### What needs to be done
Quote all lines below exactly. Images stay out.

### Data excerpts
□ □ □ □ □ □ □

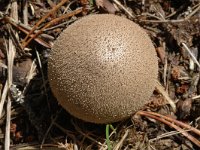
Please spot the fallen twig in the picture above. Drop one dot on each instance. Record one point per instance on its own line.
(75, 12)
(43, 19)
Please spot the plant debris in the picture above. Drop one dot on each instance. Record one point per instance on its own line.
(30, 115)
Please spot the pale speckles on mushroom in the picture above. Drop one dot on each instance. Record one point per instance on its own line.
(103, 68)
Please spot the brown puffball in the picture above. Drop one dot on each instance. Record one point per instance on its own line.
(103, 68)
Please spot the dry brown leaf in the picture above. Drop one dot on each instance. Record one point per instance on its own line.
(106, 5)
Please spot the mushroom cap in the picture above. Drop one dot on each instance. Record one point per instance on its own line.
(103, 68)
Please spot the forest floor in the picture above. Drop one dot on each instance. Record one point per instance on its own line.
(31, 117)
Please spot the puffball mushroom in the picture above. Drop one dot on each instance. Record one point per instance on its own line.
(103, 68)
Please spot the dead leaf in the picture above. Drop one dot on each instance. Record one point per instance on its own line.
(106, 5)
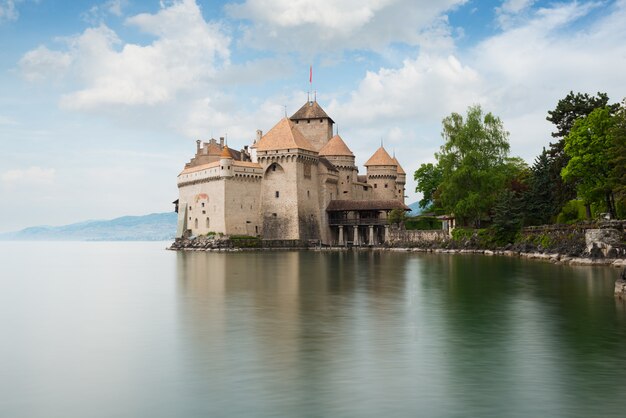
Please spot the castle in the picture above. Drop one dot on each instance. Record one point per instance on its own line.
(296, 182)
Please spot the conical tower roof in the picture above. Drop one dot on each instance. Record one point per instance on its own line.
(336, 147)
(380, 157)
(283, 136)
(399, 170)
(310, 110)
(226, 153)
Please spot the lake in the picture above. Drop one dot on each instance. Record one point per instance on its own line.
(132, 330)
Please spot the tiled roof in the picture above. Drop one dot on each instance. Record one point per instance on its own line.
(328, 164)
(380, 157)
(399, 170)
(343, 205)
(336, 146)
(310, 110)
(200, 167)
(246, 164)
(226, 153)
(283, 136)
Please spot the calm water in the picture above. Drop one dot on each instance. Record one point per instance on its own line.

□ □ □ □ □ □ □

### Full response
Please spot the fallen twig in the picture above. Drop one dot on each instance. Record one point per instance on its own line.
(75, 12)
(43, 19)
Please spot the plant debris in the picture above. Drop one dot on each instance. Record one point per instance on its own line.
(30, 115)
Please spot the pale speckles on mushroom in the picture above. Drop one dot on each instance. Record one point per instance on its own line.
(103, 68)
Please spot the brown puffball in the picture above. Drop one dot on each instance. Record one point per instance on its own line.
(103, 68)
Please spot the dry brown leaf in the picture above. Drop one dot on each instance. Record one point per instance on its own line.
(106, 5)
Please spot the mushroom cap in the picture above. Drop one dot on each instance. Record one point per instance on its own line.
(103, 68)
Please spot the forest floor in the picture above. Drop one dot on each instance. Record one point per instance on its own line.
(31, 117)
Please spot the puffball mushroom in the picture above. Drop one dot on each instance. Record one point per instance on its own line.
(103, 68)
Please spot the dead leaf in the picture above. Drop one dot on each instance. Record one point per instance on its own line.
(106, 5)
Please spot the castle in the picture above. Drop one dot on each instance. Record one point per instance on its own line.
(296, 182)
Please spot the conical tower roof in the picture above. Drop one dot on each instance. Record one point per instance on its own line.
(336, 147)
(380, 157)
(283, 136)
(399, 170)
(310, 110)
(226, 153)
Please spot the lake in the picture above. Drop one dot on each instance. Record one point per instance on its own line.
(132, 330)
Please spot the tiled roof in the picture above. Drop one dot on each instance. Record one point per instance on its own line.
(328, 164)
(380, 157)
(399, 170)
(343, 205)
(336, 146)
(310, 110)
(200, 167)
(246, 164)
(226, 153)
(283, 136)
Please spot the calm water in the picture above. Drop one dot on each instance. Record one point per instance on its own line.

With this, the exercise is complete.